(Rows from a dataset)
---+---
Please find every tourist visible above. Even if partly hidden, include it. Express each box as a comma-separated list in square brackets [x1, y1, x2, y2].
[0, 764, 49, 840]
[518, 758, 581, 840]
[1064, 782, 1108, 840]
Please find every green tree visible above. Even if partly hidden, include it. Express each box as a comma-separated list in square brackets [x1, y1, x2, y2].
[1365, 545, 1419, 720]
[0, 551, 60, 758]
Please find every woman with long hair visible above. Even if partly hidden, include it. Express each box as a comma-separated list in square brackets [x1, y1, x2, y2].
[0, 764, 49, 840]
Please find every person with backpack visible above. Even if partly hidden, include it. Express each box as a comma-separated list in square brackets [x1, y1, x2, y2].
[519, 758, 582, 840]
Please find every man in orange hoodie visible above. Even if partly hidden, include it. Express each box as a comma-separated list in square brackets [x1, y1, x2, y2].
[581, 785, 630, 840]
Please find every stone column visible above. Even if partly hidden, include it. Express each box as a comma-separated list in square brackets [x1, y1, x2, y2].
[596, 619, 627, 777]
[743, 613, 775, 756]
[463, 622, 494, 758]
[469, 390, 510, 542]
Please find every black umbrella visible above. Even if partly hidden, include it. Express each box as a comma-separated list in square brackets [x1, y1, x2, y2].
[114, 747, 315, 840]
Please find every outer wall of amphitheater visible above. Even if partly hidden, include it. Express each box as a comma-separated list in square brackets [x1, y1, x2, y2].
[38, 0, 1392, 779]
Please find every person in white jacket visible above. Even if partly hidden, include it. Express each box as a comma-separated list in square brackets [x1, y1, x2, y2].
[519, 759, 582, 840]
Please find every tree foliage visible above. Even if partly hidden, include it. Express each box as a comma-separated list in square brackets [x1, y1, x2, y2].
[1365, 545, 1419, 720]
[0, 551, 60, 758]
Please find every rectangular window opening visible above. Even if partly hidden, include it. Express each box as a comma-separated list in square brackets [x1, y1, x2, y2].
---+---
Render every line of the rows above as a Markdown table with two columns, No. for the line number and Line for the text, and leave out any blank lines.

| No. | Line |
|---|---|
| 1 | Please find every tourist visible above. Even if partly hidden, include it. Express each box as a comma-separated list in square brackets [x1, y1, x2, y2]. |
| 2 | [0, 764, 49, 840] |
| 3 | [518, 758, 581, 840] |
| 4 | [1064, 782, 1108, 840] |
| 5 | Please find every green tree visible above. Even if partly hidden, include it. Express each box as a comma-separated list in square brackets [x1, y1, x2, y2]. |
| 6 | [1365, 545, 1419, 720] |
| 7 | [0, 551, 60, 758] |
| 8 | Please find every woman with long hair visible above. Even if partly hidden, include it. Express each box as a comma-separated list in square brackets [x1, y1, x2, y2]. |
| 9 | [0, 764, 49, 840] |
| 10 | Please find every person with backpack visible above. Even if partly hidden, include it. Express each box as a comma-separated list in square brackets [x1, y1, x2, y2]. |
| 11 | [519, 758, 582, 840] |
| 12 | Please find every man in orange hoodie visible above. Even if partly hidden, include it. Express each box as a comma-separated list in square brackets [x1, y1, x2, y2]. |
| 13 | [581, 785, 630, 840] |
| 14 | Please find every stone column visible above. Even if partly hidden, include it. Express each box as a comma-separated list in square brackets [x1, y1, x2, y2]. |
| 15 | [596, 619, 627, 777] |
| 16 | [743, 613, 775, 756] |
| 17 | [463, 622, 494, 758] |
| 18 | [469, 390, 510, 542] |
| 19 | Please find every black umbrella visible above. Even if partly hidden, include it. Express each box as a comma-separated list in square brackets [x1, y1, x2, y2]. |
| 20 | [114, 747, 315, 840] |
| 21 | Please find every outer wall of amphitheater visible above. Even if partly hidden, include it. Express each box as a comma-separated list in square brackets [x1, y1, x2, y2]. |
| 22 | [38, 0, 1392, 779] |
| 23 | Please find every person in white jacket visible above. Even if partly hidden, include it. Express each box as a comma-separated list in square brackets [x1, y1, x2, y2]. |
| 24 | [519, 759, 582, 840] |
| 25 | Please find every tree foliage visible above. Even if partly hidden, include it. Express each box as a comma-separated list in square brackets [x1, y1, x2, y2]. |
| 26 | [1365, 545, 1419, 720] |
| 27 | [0, 551, 60, 758] |
| 28 | Please find every rectangular window opening visible above. Even if partly hidden, include it. Express each box as a comma-separated list in square brackets [x1, y1, x2, y2]. |